### GIVEN DATA
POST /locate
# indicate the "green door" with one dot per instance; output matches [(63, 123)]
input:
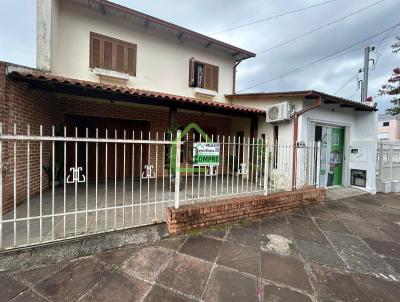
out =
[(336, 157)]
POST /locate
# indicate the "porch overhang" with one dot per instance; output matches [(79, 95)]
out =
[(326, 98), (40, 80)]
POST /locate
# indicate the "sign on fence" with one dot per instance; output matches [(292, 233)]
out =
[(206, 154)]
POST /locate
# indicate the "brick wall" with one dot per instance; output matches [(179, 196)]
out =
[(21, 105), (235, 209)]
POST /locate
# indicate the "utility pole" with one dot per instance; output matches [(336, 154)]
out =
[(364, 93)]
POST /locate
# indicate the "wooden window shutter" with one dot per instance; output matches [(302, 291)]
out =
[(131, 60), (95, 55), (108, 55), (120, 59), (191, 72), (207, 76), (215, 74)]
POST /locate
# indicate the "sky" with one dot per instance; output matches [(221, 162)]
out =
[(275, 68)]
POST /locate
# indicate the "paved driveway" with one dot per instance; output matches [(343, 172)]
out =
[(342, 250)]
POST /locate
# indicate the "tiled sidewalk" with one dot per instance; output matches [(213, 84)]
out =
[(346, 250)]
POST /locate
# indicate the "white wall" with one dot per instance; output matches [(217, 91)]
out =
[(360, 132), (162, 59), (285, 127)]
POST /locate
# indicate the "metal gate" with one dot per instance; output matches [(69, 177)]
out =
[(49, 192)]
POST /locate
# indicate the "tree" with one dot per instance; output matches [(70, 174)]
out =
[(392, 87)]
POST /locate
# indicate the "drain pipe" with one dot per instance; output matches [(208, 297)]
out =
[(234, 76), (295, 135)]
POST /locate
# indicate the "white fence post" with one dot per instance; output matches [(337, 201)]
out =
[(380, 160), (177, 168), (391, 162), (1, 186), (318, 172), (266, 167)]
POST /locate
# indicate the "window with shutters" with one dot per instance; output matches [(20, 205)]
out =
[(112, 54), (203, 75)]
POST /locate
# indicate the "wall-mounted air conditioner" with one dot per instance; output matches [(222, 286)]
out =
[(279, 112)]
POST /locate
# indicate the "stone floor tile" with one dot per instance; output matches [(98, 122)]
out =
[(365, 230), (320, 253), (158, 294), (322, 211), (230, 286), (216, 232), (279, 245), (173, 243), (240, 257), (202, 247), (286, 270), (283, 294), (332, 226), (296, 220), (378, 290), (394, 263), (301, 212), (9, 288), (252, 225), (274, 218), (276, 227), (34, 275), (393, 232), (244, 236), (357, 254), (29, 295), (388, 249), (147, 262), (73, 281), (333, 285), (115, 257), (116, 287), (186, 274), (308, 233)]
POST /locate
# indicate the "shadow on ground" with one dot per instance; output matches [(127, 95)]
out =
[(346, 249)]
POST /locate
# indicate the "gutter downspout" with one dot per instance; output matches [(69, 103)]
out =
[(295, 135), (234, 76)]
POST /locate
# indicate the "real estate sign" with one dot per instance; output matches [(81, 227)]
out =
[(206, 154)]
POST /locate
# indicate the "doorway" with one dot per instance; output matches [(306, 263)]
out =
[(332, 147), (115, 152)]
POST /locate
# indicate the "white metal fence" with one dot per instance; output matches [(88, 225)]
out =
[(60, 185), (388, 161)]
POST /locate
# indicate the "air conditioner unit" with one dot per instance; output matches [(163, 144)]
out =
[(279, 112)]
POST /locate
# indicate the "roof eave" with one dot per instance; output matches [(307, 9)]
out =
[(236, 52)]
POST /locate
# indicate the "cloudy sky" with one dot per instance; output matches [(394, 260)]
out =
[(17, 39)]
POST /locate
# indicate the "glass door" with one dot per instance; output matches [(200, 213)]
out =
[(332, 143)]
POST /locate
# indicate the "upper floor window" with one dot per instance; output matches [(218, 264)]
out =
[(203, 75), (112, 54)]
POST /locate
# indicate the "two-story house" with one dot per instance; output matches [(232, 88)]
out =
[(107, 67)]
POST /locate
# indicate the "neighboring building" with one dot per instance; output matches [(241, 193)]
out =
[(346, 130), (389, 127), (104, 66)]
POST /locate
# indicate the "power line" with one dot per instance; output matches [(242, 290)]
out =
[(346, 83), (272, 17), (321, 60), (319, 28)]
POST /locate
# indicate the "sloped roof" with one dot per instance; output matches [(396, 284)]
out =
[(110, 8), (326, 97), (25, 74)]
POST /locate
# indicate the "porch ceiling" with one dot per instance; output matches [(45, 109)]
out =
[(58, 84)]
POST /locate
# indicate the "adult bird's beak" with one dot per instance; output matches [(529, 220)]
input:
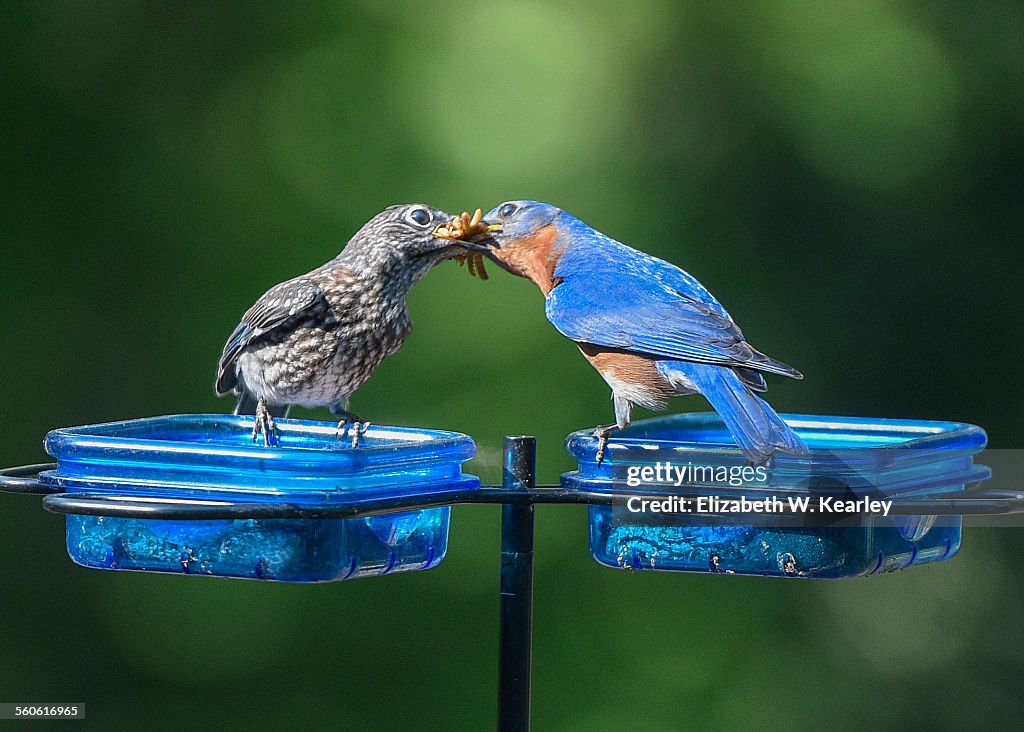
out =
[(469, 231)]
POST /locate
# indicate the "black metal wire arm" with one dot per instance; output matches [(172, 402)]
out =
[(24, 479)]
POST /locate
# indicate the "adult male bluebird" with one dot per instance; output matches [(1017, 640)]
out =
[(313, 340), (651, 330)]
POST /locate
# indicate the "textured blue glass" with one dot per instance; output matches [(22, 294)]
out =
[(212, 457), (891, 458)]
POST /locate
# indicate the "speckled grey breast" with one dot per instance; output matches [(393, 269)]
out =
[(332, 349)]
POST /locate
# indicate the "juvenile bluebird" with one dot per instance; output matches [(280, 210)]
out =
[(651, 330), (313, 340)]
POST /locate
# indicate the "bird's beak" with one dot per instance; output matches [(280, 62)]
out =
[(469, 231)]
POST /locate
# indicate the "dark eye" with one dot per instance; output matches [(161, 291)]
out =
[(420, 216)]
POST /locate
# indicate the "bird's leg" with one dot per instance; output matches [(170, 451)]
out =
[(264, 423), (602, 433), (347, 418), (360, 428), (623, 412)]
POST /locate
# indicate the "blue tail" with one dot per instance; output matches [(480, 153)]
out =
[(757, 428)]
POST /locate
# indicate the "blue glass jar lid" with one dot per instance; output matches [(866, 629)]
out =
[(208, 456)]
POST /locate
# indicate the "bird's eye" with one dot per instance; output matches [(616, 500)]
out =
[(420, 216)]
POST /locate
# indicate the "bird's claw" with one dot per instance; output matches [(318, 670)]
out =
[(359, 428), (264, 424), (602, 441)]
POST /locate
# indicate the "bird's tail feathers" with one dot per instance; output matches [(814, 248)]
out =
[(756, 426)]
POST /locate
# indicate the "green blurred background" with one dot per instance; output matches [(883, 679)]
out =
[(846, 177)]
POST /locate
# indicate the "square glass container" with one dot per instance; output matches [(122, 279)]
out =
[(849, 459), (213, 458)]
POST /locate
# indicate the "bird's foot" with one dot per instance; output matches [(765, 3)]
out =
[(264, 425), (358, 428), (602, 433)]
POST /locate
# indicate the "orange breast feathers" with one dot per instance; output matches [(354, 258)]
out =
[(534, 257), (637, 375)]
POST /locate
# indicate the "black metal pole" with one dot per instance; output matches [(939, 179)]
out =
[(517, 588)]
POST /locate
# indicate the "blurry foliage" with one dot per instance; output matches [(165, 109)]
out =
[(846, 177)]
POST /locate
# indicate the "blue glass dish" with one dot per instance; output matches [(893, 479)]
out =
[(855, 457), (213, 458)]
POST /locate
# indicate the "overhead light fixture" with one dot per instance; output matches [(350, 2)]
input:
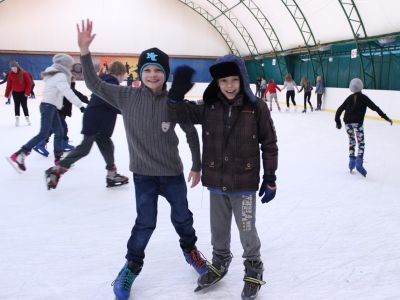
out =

### YOUR TASK
Copy the records from the start through the line containing "[(364, 93)]", replacing "indicate" with "mark" and changing nothing else. Omit the pictures.

### FULL SOLUTION
POST /locate
# mark the "green door" with one dot per instance; output matches [(63, 123)]
input:
out =
[(336, 157)]
POST /locate
# mark the "porch overhang" with one dot per instance; output matches [(79, 95)]
out =
[(326, 98), (40, 80)]
POST /locate
# mark the "sign on fence" with one dot per instance; output matches [(292, 233)]
out =
[(206, 154)]
POST /locate
# mark the "brick wall" with one dot per instance; output matches [(179, 196)]
out =
[(21, 105), (235, 209)]
POST /locate
# mark the "utility pole" with one dot per instance; output matches [(336, 154)]
out =
[(364, 93)]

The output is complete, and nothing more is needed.